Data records
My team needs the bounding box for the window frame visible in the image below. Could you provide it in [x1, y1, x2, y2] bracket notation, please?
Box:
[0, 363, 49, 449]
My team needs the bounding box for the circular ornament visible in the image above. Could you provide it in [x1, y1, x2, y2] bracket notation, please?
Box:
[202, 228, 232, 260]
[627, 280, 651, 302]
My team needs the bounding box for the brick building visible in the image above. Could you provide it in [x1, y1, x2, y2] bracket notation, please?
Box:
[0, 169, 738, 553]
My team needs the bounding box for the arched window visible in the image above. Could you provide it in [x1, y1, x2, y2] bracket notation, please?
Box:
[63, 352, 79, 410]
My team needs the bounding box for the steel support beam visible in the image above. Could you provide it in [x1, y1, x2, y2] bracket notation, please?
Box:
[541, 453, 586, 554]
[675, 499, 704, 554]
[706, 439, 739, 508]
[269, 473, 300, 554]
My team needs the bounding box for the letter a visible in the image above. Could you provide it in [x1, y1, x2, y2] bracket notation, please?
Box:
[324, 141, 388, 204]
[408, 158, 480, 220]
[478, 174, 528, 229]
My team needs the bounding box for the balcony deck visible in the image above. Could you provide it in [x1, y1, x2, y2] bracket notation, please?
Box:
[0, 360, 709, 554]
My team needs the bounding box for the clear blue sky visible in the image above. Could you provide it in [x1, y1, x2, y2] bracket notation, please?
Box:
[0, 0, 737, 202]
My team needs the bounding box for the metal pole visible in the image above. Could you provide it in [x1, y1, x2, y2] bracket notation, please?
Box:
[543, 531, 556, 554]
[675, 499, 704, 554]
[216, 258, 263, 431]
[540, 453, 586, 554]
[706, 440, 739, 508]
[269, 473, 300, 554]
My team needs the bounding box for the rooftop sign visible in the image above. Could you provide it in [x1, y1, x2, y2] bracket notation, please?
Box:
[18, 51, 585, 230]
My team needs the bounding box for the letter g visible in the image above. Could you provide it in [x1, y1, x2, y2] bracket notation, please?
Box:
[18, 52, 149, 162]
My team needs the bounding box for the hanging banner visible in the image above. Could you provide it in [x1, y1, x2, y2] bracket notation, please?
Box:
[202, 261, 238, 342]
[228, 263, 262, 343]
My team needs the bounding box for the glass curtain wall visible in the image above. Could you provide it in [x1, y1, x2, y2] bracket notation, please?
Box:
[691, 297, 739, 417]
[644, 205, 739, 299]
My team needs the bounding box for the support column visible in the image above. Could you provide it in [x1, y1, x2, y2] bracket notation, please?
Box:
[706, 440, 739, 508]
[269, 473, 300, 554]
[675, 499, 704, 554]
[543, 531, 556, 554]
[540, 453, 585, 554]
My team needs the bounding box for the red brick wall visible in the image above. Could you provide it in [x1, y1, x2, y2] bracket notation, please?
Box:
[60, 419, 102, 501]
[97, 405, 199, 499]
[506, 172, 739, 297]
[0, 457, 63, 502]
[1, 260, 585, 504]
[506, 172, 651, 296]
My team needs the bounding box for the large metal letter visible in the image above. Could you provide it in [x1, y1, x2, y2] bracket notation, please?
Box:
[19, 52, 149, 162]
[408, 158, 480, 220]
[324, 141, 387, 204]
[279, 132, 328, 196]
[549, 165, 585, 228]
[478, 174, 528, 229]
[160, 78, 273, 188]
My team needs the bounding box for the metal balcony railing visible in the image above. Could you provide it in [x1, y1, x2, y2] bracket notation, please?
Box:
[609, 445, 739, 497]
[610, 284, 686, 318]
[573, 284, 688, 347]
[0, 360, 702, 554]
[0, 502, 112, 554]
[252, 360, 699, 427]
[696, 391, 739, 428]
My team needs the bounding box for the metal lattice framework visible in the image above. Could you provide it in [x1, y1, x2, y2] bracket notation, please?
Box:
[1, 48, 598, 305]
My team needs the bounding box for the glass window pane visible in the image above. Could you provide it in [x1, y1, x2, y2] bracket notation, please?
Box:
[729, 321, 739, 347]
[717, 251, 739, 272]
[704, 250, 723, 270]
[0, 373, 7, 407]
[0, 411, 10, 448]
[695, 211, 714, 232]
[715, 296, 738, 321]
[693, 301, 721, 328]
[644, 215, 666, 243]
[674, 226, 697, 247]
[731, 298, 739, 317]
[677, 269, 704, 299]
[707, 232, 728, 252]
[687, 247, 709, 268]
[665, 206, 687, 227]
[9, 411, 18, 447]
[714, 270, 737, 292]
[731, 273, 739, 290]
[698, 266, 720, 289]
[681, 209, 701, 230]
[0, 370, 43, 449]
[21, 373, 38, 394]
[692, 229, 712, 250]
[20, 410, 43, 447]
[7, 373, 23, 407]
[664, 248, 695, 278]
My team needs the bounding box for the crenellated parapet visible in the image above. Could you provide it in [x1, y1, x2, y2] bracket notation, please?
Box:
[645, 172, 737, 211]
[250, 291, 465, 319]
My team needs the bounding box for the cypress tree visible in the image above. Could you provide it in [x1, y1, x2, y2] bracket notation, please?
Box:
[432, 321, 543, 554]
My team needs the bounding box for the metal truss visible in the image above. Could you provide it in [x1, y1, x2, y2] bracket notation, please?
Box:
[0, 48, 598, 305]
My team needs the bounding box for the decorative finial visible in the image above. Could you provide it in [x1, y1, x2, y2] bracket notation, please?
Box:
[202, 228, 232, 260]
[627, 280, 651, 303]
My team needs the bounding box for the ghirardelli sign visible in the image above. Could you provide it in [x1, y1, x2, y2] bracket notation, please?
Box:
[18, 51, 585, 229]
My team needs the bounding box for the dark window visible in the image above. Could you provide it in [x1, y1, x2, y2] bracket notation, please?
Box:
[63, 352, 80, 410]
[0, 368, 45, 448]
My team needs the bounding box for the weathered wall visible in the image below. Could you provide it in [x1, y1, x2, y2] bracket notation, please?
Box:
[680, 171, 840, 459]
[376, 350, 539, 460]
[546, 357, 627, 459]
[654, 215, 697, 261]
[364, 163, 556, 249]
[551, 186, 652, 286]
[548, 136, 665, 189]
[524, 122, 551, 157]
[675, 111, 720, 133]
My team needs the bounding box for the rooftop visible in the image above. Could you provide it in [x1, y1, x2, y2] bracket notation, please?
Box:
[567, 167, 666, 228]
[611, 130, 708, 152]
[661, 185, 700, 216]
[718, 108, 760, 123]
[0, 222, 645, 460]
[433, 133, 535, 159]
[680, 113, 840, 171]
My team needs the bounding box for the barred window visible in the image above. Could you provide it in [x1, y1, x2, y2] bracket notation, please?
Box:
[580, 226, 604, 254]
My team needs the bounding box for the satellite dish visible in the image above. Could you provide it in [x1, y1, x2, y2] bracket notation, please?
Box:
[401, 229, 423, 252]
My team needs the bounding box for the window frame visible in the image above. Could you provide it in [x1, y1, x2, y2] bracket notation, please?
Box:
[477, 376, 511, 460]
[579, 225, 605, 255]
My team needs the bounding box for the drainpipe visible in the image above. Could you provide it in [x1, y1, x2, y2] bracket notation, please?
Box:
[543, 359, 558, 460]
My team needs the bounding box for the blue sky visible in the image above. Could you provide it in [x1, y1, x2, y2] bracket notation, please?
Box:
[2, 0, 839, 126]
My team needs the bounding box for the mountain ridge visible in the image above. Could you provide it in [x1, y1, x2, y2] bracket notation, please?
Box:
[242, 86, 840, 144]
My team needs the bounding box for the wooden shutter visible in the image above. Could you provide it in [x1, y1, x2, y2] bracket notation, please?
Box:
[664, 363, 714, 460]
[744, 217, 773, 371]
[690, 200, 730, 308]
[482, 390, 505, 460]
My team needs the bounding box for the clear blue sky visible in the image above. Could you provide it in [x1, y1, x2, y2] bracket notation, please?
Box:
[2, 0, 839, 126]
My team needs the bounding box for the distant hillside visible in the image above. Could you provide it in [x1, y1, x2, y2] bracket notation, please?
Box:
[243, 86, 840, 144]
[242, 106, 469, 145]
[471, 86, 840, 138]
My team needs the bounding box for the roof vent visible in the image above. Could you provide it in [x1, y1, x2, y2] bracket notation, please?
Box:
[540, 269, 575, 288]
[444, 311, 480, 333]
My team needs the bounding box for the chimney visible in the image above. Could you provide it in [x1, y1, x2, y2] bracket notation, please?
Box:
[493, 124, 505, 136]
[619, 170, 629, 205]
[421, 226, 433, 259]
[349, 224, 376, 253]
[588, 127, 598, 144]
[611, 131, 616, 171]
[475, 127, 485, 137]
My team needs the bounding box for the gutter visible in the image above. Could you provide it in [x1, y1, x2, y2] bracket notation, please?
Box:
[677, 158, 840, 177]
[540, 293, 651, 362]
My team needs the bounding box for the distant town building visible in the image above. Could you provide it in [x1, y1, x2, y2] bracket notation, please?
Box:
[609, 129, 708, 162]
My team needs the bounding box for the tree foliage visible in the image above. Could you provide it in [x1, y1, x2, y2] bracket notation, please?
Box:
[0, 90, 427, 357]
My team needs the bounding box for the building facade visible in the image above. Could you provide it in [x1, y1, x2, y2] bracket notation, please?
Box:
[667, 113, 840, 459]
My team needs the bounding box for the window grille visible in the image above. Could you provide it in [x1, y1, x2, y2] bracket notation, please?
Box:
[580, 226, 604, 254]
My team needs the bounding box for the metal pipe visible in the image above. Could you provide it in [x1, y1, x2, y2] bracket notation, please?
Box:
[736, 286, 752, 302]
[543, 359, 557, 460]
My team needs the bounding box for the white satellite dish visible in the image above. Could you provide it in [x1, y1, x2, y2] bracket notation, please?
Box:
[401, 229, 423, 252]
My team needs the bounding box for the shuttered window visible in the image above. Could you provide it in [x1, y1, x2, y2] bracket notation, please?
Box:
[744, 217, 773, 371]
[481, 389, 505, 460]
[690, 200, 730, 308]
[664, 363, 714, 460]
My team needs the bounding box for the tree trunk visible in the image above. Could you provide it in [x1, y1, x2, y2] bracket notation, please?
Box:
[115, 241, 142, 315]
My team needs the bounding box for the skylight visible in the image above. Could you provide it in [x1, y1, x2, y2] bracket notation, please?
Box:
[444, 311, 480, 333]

## The task
Copy each line in the entries above where the word "below" shows up.

## Final answer
My team needs the bounding box for the window frame visible in the image below. Could you provide it in [x1, y1, x2, y2] bracket notation, please?
My team needs the bounding box for the weathered wall visible in the image below. Could you provide it in [x1, y1, x2, y2] bracket notation, please?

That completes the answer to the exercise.